#### TEXT PASSAGE
* begin *

Lets analyze these three sentences.

In [3]:
positive = "This fried chicken tastes very good. It is juicy and perfectly cooked."
negative = "This fried chicken tasted bad. It is dry and overcooked."
ambiguous = "Except the amazing fried chicken everything else at the restaurant tastes very bad."

### VarderSentiment
It scores from -1 to 1. -1 being negative and 1 being positive

In [4]:
def sentiment_analyzer_scores(text):
    sentiment_analyzer = SentimentIntensityAnalyzer()
    score = sentiment_analyzer.polarity_scores(text)
    pprint(text)
    pprint(score)
    print("-"*30)

In [5]:
print("Positive:")
sentiment_analyzer_scores(positive)

print("Negative:")
sentiment_analyzer_scores(negative)

print("Ambiguous:")
sentiment_analyzer_scores(ambiguous)

Positive:
'This fried chicken tastes very good. It is juicy and perfectly cooked.'
{'compound': 0.8122, 'neg': 0.0, 'neu': 0.575, 'pos': 0.425}
------------------------------
Negative:
'This fried chicken tasted bad. It is dry and overcooked.'
{'compound': -0.5423, 'neg': 0.28, 'neu': 0.72, 'pos': 0.0}
------------------------------
Ambiguous:
('Except the amazing fried chicken everything else at the restaurant tastes '
 'very bad.')

* end *

#### INFORMATION PROVIDED

* begin *

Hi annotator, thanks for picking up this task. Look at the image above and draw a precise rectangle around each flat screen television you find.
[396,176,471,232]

* end *

#### PROBLEM REQUIREMENTS
Answer these questions from the sentiment analysis text:
1. What range of scores does it give for VarderSentiment?
2. What compound score is printed for the positive sentence?
3. What 'neg' value is printed for the negative sentence?

#### ANSWER
1. From -1 to 1
2. 0.8122
3. 0.28